The problem:
Everything in the entries below should be restated exactly, except for the pictures.

——

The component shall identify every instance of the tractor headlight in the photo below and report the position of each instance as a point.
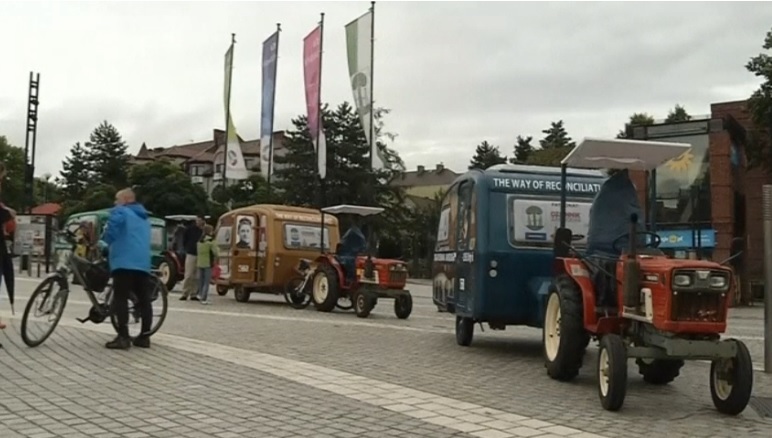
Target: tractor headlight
(718, 281)
(682, 280)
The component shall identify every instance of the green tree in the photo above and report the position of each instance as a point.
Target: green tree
(485, 156)
(637, 119)
(556, 137)
(165, 189)
(13, 185)
(523, 149)
(760, 107)
(677, 114)
(76, 174)
(108, 156)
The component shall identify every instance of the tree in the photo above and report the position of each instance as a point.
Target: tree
(165, 189)
(523, 150)
(677, 114)
(76, 174)
(637, 119)
(485, 156)
(108, 156)
(350, 178)
(556, 137)
(13, 185)
(760, 107)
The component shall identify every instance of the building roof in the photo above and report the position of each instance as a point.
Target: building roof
(439, 176)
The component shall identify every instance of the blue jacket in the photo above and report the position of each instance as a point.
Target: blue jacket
(128, 238)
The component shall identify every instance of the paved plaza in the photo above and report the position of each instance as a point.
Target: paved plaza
(262, 369)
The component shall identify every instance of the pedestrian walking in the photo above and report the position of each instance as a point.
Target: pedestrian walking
(190, 241)
(128, 238)
(206, 258)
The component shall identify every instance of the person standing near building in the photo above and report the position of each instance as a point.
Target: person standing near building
(206, 258)
(128, 238)
(190, 241)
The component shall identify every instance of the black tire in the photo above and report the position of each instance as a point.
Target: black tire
(363, 304)
(403, 306)
(241, 294)
(52, 288)
(612, 394)
(326, 278)
(464, 331)
(158, 292)
(564, 362)
(741, 386)
(168, 265)
(659, 371)
(297, 299)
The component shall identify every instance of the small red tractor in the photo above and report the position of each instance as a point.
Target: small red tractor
(666, 310)
(362, 278)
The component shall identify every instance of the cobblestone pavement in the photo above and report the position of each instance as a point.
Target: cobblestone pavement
(262, 369)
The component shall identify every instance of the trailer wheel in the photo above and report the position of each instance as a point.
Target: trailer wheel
(464, 331)
(659, 371)
(612, 372)
(731, 381)
(563, 335)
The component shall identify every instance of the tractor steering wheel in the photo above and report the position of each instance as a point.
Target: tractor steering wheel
(652, 243)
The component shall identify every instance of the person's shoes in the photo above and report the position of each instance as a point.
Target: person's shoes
(119, 343)
(142, 341)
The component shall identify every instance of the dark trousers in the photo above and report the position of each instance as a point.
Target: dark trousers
(128, 284)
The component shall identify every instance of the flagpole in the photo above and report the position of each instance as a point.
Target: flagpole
(273, 110)
(228, 114)
(322, 194)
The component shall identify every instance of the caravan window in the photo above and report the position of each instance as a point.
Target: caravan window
(533, 221)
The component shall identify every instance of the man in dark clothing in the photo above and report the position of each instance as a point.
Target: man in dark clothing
(128, 237)
(190, 240)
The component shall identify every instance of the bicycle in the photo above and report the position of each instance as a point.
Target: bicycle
(94, 276)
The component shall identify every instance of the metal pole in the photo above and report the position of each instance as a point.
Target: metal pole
(767, 204)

——

Written response:
The component shall identify every instance of the tractor headlight in the photo below and report the position of each instance as a point.
Target: tractor headlight
(718, 281)
(682, 280)
The component shall identify every instance of the green tree in the photo above and report the position of each instance as a point.
Target: green tree
(485, 156)
(637, 119)
(556, 137)
(165, 189)
(13, 185)
(523, 149)
(760, 107)
(677, 114)
(76, 174)
(108, 156)
The component shall identify every instance of the tree in the photo above and report the position of each instance as a point.
Target: tree
(165, 189)
(523, 150)
(677, 114)
(76, 174)
(637, 119)
(485, 156)
(108, 156)
(350, 178)
(556, 137)
(13, 185)
(760, 107)
The component shall identify every instance of the building roof in the photo above and report the position of each instance as a point.
Target: building roof
(439, 176)
The component shall identify every instance of the blue jacket in the photo above and report the position of each instance as a point.
Target: blue jacket
(128, 238)
The component shall identify every instance of the paved plaza in the photo above and report the position of each instance as a point.
Target: paved plaza
(262, 369)
The component shall identify every instance of the pedestrian walking in the photo above and report the position of each instance as a point.
Target: pedestrian walking
(190, 241)
(128, 238)
(206, 258)
The component shall identify every instance of the person standing near building in the photo above and report the position of each instance as a point.
Target: person standing near building
(206, 258)
(128, 238)
(190, 241)
The component shall identify every instance of the black tire in the photo above and report the position of each instance as a point.
Target: black tire
(363, 304)
(403, 306)
(241, 294)
(52, 288)
(612, 394)
(326, 278)
(464, 331)
(158, 292)
(564, 362)
(741, 386)
(168, 265)
(659, 371)
(297, 299)
The component shall identify every instance of the small red tractor in the photo above and report the position of each instance as a point.
Target: small red tractor
(666, 310)
(362, 278)
The component shall identify every instance of the cobblestone pavement in the photo above and report the position of each instance as a point.
Target: cobblestone pavement
(262, 369)
The component shall identify every instance of the trailer wheel in the photo above and report the position of each instance as a point.
Target: trailer wheel
(464, 331)
(659, 371)
(612, 372)
(731, 381)
(563, 335)
The component shall identify every instance of the tractor steering wheel in the photo above and report the position of each instance as a point.
Target: tractor steering wheel
(652, 243)
The component shall identify every instance of the person's shoes in the photo above and report the position of each instance as a point.
Target: person's shoes
(119, 343)
(142, 341)
The component shall identify every instance of the dark trousers in the photo above and report the position of each instance as a point.
Target: dark trousers
(128, 284)
The component shall identify every instance of the flagpole in the photo above and report the position of each instance as a point.
Target: flagpole
(273, 110)
(228, 114)
(322, 194)
The component shall identify every instance of the caravan window in the photo above and report the position of each instance as a point.
Target: caravan window
(533, 221)
The component shall identify every instance of the man in dark clothing in the photo above and report the position of each instance as a point.
Target: man in dark clothing
(128, 237)
(190, 240)
The component shall identify every instance of the bicycle in the photo above and report the position of each instance as a point.
Target: bicycle
(94, 276)
The component shall identify every instance of the metal pole in the photo above and report the position of each instance as a point.
Target: metal pole
(767, 204)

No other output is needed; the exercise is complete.